§ **TEXTE CHOISI**
************

[Interview G4E] Fabrice Fontaine (Chauray) : “La place des Girondins n’est pas en National 2 donc naturellement je leur souhaite le meilleur”
Avant la rencontre aller entre le club du FC Chauray et celui des Girondins de Bordeaux, comptant pour la 9ème journée du championnat de National 2, nous nous sommes entretenus avec Fabrice Fontaine, entraîneur de cette équipe. Dirigeant pendant vingt ans au sein des Chamois Niortais, il est notamment passé par La Rochelle, Niort Saint-Liguaire puis Chauray depuis Février 2024. Alors en train de jouer le maintien en National 3, le voici désormais en National 2 avec son groupe. Avec lui, nous évoquons son parcours, le club de Chauray, les Chamois Niortais, ce championnat de National 2, Jérémy Grain, le match à venir contre les Girondins et bien d’autres sujets…
Comment s’est faite votre arrivée dans le club de Chauray ?
Écoutez, j’étais au club de Saint-Liguaire, un club voisin, sans contrat et en R2. Le club de Chauray était sur six ou sept défaites, ils avaient besoin d’un DES (Diplôme d’Etat Supérieur) pour coacher en N3. Du coup, j’étais disponible et à quelques kilomètres. Ils m’ont proposé de rejoindre l’aventure à ce moment-là, en Février 2024.
Vous avez terminé la saison 2024 puis la suivante vous terminez premier de votre poule de National 3. Est-ce que l’équipe était faite pour jouer la montée en N2 ?
Ah non ! On savait que deux ans auparavant ils se sont sauvés pour ne pas descendre en R2. Ensuite ils passent donc de R1 en N3 et j’arrive pour le maintien, alors qu’on joue le maintien justement avec la réserve des Chamois Niortais. On est dixième et eux onzième, ce sont eux qui descendent et on se maintient à la dernière journée entre guillemets, à Challans, en N3. L’année suivante vous recomposez avec certains joueurs puis vous agrémentez l’effectif. Maintenant, de dire de jouer le haut de tableau ou une montée, ce n’était pas du tout prévu. C’était un maintien le plus tôt possible pour pouvoir ensuite pérenniser le club en N3. Ensuite, au fur et à mesure on connaît la saison qu’il y a eu, on a travaillé et puis ça a souri à la fin.
Quelles différences avez-vous déjà pu constater entre la N3 et la N2 ?

************

(Données d'étiquetage de points sur photos)

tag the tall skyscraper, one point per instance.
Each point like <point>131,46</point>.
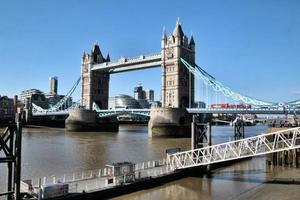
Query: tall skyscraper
<point>139,93</point>
<point>149,95</point>
<point>53,83</point>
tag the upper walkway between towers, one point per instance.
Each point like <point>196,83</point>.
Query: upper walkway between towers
<point>130,63</point>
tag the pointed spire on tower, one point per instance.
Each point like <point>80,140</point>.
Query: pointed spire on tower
<point>178,30</point>
<point>164,36</point>
<point>192,42</point>
<point>108,58</point>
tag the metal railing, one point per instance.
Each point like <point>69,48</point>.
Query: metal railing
<point>10,154</point>
<point>253,146</point>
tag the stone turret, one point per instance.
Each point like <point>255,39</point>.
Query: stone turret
<point>177,83</point>
<point>177,87</point>
<point>94,84</point>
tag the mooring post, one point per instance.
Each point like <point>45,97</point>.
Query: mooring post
<point>10,164</point>
<point>193,132</point>
<point>208,132</point>
<point>18,156</point>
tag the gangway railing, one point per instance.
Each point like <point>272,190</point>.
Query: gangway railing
<point>266,143</point>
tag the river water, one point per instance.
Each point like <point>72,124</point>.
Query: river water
<point>53,151</point>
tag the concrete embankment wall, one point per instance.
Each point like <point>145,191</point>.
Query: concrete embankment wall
<point>285,158</point>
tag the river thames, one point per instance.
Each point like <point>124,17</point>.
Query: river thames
<point>54,151</point>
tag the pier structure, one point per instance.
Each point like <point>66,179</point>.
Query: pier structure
<point>114,179</point>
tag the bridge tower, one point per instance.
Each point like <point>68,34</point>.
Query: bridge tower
<point>177,86</point>
<point>94,84</point>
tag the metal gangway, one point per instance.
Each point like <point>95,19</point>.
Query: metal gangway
<point>266,143</point>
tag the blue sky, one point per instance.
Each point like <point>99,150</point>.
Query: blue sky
<point>251,46</point>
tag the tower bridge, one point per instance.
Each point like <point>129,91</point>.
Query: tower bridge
<point>177,83</point>
<point>178,75</point>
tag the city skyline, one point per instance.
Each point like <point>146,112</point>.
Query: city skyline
<point>263,44</point>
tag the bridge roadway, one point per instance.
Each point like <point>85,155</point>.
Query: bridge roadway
<point>146,112</point>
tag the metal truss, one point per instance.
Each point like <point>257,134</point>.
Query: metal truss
<point>253,146</point>
<point>219,87</point>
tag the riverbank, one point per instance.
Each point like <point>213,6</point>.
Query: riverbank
<point>248,179</point>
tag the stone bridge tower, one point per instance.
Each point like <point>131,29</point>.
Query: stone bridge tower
<point>94,84</point>
<point>177,82</point>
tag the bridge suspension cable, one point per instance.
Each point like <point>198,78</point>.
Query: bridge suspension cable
<point>219,87</point>
<point>253,146</point>
<point>59,104</point>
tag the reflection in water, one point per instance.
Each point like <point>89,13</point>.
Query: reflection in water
<point>52,151</point>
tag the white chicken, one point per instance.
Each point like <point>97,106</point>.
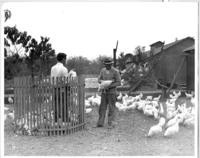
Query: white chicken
<point>189,121</point>
<point>149,97</point>
<point>88,110</point>
<point>10,100</point>
<point>156,129</point>
<point>157,98</point>
<point>104,84</point>
<point>87,103</point>
<point>172,130</point>
<point>172,121</point>
<point>161,109</point>
<point>120,96</point>
<point>188,95</point>
<point>10,115</point>
<point>6,109</point>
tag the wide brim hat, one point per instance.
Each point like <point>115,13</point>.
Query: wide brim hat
<point>108,61</point>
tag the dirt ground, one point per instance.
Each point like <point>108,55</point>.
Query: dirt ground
<point>127,139</point>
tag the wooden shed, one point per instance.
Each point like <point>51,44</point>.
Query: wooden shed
<point>175,65</point>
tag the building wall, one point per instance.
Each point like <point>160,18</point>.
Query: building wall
<point>170,61</point>
<point>190,71</point>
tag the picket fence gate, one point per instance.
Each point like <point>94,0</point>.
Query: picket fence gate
<point>45,106</point>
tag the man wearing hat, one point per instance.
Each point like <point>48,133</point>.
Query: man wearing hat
<point>108,95</point>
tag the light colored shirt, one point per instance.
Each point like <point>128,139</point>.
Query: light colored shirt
<point>112,74</point>
<point>59,70</point>
<point>72,74</point>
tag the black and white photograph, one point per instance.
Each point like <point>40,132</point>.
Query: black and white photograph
<point>99,78</point>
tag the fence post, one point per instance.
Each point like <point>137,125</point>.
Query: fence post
<point>81,83</point>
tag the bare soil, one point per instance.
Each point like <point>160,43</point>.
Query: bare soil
<point>126,139</point>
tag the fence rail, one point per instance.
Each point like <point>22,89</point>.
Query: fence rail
<point>49,107</point>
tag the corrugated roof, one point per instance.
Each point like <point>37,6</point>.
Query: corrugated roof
<point>158,50</point>
<point>189,49</point>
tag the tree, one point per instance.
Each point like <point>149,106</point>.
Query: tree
<point>7,14</point>
<point>121,61</point>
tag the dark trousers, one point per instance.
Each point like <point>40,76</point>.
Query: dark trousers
<point>108,100</point>
<point>61,99</point>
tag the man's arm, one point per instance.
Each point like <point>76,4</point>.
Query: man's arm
<point>100,78</point>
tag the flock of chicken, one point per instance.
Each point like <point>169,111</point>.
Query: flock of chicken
<point>169,118</point>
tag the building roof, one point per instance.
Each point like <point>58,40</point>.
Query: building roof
<point>158,50</point>
<point>156,43</point>
<point>189,49</point>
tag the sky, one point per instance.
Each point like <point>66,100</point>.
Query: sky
<point>90,29</point>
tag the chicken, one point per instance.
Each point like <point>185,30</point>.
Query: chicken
<point>188,95</point>
<point>87,103</point>
<point>10,100</point>
<point>88,110</point>
<point>149,97</point>
<point>172,121</point>
<point>172,130</point>
<point>161,109</point>
<point>156,129</point>
<point>157,98</point>
<point>104,84</point>
<point>120,96</point>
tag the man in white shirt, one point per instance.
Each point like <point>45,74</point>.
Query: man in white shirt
<point>59,70</point>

************

§ **CONSIGNES**
**A)** Répondez aux questions suivantes d'après l'entretien avec Fabrice Fontaine :
(i) Depuis quel mois et quelle année Fabrice Fontaine entraîne-t-il à Chauray ?
(ii) Quel diplôme le club de Chauray devait-il avoir pour coacher en N3 ?
(iii) Dans quelle ville Chauray s'est-il maintenu lors de la dernière journée ?
**B)** Dans l'entretien avec Fabrice Fontaine, reprenez le passage qui s'ouvre sur les mots contenant "[Interview G4E] Fabrice" et se clôt sur "de Chauray ?", en renommant "National 2" en "N2".

§ **CORRIGÉS**
**A)**
(i) Depuis février 2024.
(ii) Un DES (Diplôme d'État Supérieur).
(iii) À Challans.

**B)**
[Interview G4E] Fabrice Fontaine (Chauray) : “La place des Girondins n’est pas en N2 donc naturellement je leur souhaite le meilleur”
Avant la rencontre aller entre le club du FC Chauray et celui des Girondins de Bordeaux, comptant pour la 9ème journée du championnat de N2, nous nous sommes entretenus avec Fabrice Fontaine, entraîneur de cette équipe. Dirigeant pendant vingt ans au sein des Chamois Niortais, il est notamment passé par La Rochelle, Niort Saint-Liguaire puis Chauray depuis Février 2024. Alors en train de jouer le maintien en National 3, le voici désormais en N2 avec son groupe. Avec lui, nous évoquons son parcours, le club de Chauray, les Chamois Niortais, ce championnat de N2, Jérémy Grain, le match à venir contre les Girondins et bien d’autres sujets…
Comment s’est faite votre arrivée dans le club de Chauray ?